┌─ Task input

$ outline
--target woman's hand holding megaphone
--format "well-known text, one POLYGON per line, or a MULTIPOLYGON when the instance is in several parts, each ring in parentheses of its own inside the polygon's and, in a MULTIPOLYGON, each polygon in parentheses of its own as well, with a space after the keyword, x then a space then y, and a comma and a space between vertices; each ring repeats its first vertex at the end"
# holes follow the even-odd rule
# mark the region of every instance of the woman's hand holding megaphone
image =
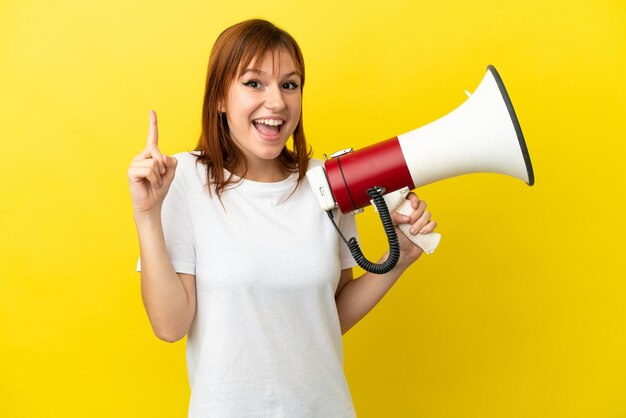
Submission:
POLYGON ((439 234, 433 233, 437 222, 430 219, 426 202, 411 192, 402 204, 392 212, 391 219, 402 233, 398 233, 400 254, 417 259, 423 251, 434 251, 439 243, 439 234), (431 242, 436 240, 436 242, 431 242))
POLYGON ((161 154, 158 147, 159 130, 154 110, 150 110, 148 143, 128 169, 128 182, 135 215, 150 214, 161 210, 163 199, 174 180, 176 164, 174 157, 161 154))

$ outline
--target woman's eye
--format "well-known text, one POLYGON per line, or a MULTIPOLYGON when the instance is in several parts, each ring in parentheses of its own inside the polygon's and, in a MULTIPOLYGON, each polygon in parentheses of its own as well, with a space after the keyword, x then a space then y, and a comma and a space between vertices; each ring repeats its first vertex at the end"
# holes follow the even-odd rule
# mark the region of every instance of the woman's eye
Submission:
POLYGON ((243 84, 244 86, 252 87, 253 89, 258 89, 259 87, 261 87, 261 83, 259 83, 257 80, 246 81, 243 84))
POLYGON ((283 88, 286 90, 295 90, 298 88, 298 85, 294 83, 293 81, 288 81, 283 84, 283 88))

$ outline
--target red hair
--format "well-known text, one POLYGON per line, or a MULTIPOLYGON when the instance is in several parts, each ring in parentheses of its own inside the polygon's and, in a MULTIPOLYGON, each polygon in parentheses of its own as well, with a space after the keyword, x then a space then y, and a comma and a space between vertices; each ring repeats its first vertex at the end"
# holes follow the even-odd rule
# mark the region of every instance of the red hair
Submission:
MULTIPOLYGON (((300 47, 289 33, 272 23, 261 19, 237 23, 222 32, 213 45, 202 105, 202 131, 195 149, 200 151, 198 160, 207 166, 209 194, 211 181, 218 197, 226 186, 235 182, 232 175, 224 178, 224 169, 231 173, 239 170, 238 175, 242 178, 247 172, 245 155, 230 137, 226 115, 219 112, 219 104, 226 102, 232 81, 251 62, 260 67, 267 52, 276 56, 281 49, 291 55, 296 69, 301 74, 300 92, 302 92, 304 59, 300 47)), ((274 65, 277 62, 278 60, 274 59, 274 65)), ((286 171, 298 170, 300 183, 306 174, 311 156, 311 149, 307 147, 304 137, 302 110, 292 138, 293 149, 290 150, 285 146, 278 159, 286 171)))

└─

§ **What is expected**: Copy out each line of the material that holds the word "mark".

§ **Your response**:
# mark the region of every instance of the woman's hand holding megaphone
# mark the region of every instance of the woman's eye
# mark the region of every instance of the red hair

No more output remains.